## EXERCISE TASKS
**1.** List every specific calendar year named in the passage on Gandhi as an environmental icon. Leave out decades such as the 1970s.
**2.** Find each line of the listing that contains the string "bird" and copy those lines out in full. Matching is case-sensitive.

## EXCERPTED PASSAGE
begin

Gandhi as the environmental icon

In the more recent years, we were witness to Mahatma Gandhi becoming India’s official environmental icon. First it was the launch of the Swachh Bharat campaign on Gandhi Jayanthi in 2014, then it was the announcement of the nationally determined contributions that India made to reduce greenhouse gas emissions to the UN Climate Change Secretariat in 2015. By 2019 the integration was complete, with the media talking about Mahatma Gandhi and national government’s policies in the same breath. It is something like the itihasa-purana of yore, where feudatories new to power validated themselves through discovered or created lineages to the gods.
In a sense it was an ironical justice to the environmental discourse from the mid-1980s. In those days environmental activists articulated a binary between Mahatma Gandhi and Jawaharlal Nehru. While Gandhi was seen as the ideal for everything small and sustainable, Nehru was personified as somebody signifying everything large and destructive. The famous environmental book, Temples or tombs, written by Darryl D’Monte in 1986, and looking at the adverse environmental impacts of three industrial-scale projects, articulated this dichotomy in its title.
It is this divide that the post-2014 ruling establishment worked upon. They stretched Gandhism to mean everything environmental and the environmentalists’ criticism against Nehru added ammunition to their already-existing tirade against India’s first prime minister. Ironically, in the process the government could clothe environmentally-destructive projects in benign Gandhian ethics. Environmentally, the Gandhian currency has changed hands – the old one demonetised and the new one back with double strength, like the 2,000-rupee note.

The tightening loop

The paradigm shift in Indian environmentalism happened with the economic reforms of 1991. Till then, environment was a concern of rural and marginal communities that fought to conserve their natural resources and also to prevent access to their resources from being taken away from them. So was it when the Garhwali women hugged trees in the Himalayas as part of the Chipko movement in the 1970s. So too with the anti-Tehri dam and the anti-Narmada dam movements that were active in the late 1980s and early 1990s.

end

## ENTRIES SUPPLIED
begin

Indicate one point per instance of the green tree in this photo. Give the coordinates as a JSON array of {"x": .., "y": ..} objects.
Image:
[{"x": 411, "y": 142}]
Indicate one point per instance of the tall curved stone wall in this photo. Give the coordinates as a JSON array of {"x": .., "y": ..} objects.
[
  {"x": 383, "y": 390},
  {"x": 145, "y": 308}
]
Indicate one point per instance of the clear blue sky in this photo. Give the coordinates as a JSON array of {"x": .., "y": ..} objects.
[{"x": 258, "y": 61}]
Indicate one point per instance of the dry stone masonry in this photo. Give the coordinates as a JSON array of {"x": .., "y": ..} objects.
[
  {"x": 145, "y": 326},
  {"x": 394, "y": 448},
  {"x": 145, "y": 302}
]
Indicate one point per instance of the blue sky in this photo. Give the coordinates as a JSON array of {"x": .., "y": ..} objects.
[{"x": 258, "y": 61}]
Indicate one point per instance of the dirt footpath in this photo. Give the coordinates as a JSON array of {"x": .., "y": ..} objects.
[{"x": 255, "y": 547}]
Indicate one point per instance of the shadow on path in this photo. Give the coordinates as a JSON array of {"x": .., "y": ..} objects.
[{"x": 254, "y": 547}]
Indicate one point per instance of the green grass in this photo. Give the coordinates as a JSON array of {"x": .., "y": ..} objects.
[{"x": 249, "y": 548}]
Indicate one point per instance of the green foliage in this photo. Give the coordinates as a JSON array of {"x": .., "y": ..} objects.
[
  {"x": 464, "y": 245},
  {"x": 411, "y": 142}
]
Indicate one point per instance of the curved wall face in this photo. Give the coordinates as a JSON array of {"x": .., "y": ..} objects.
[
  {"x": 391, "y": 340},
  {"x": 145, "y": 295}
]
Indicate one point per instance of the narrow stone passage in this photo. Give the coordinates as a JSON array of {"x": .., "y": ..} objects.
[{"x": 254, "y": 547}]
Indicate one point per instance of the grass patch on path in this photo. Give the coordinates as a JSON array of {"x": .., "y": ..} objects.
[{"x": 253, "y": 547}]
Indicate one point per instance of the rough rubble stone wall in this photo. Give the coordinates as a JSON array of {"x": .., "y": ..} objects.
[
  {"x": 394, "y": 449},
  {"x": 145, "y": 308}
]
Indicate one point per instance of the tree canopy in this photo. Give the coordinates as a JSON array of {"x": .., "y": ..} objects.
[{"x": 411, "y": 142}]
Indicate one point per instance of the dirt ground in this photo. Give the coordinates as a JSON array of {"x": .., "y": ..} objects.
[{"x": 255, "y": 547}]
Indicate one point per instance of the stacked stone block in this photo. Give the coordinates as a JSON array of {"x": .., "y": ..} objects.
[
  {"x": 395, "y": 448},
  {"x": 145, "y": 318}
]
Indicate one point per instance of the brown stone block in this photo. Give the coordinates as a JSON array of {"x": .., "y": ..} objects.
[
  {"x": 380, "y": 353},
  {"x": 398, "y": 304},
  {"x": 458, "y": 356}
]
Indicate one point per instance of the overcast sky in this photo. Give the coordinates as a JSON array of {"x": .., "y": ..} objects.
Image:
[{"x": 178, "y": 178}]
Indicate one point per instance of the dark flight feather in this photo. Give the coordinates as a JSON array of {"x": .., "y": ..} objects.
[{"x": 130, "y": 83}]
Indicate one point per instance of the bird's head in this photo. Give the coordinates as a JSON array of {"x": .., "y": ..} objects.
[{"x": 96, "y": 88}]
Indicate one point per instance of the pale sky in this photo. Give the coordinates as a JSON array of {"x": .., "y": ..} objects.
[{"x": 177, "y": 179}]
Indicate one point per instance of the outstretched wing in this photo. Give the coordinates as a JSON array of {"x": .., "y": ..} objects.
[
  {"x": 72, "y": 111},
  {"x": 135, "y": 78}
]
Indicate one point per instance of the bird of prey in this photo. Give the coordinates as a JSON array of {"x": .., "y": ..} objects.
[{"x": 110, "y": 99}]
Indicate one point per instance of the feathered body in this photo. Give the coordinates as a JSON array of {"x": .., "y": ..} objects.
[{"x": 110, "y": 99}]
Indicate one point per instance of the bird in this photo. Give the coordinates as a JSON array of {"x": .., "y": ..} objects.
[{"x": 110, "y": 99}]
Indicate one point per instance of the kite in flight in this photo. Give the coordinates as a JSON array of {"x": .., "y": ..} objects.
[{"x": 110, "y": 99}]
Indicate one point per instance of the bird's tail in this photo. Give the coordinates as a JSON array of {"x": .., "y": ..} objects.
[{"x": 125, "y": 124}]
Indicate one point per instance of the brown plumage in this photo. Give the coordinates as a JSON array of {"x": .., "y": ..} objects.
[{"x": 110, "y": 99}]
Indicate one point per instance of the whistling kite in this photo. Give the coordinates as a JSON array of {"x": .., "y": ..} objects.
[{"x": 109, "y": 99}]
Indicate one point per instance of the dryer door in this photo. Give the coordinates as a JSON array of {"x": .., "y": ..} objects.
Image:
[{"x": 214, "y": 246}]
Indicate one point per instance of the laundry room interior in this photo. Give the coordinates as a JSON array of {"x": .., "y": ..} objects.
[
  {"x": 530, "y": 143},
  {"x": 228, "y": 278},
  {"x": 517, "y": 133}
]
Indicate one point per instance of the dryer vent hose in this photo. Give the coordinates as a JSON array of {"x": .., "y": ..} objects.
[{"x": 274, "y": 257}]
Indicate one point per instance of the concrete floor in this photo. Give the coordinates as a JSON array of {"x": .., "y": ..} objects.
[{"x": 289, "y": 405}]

end

## SOLUTION LIST
**1.** 2014, 2015, 2019, 1986, 1991

**2.**
Indicate one point per instance of the bird's head in this photo. Give the coordinates as a JSON array of {"x": .., "y": ..} objects.
Indicate one point per instance of the bird of prey in this photo. Give the coordinates as a JSON array of {"x": .., "y": ..} objects.
Indicate one point per instance of the bird in this photo. Give the coordinates as a JSON array of {"x": .., "y": ..} objects.
Indicate one point per instance of the bird's tail in this photo. Give the coordinates as a JSON array of {"x": .., "y": ..} objects.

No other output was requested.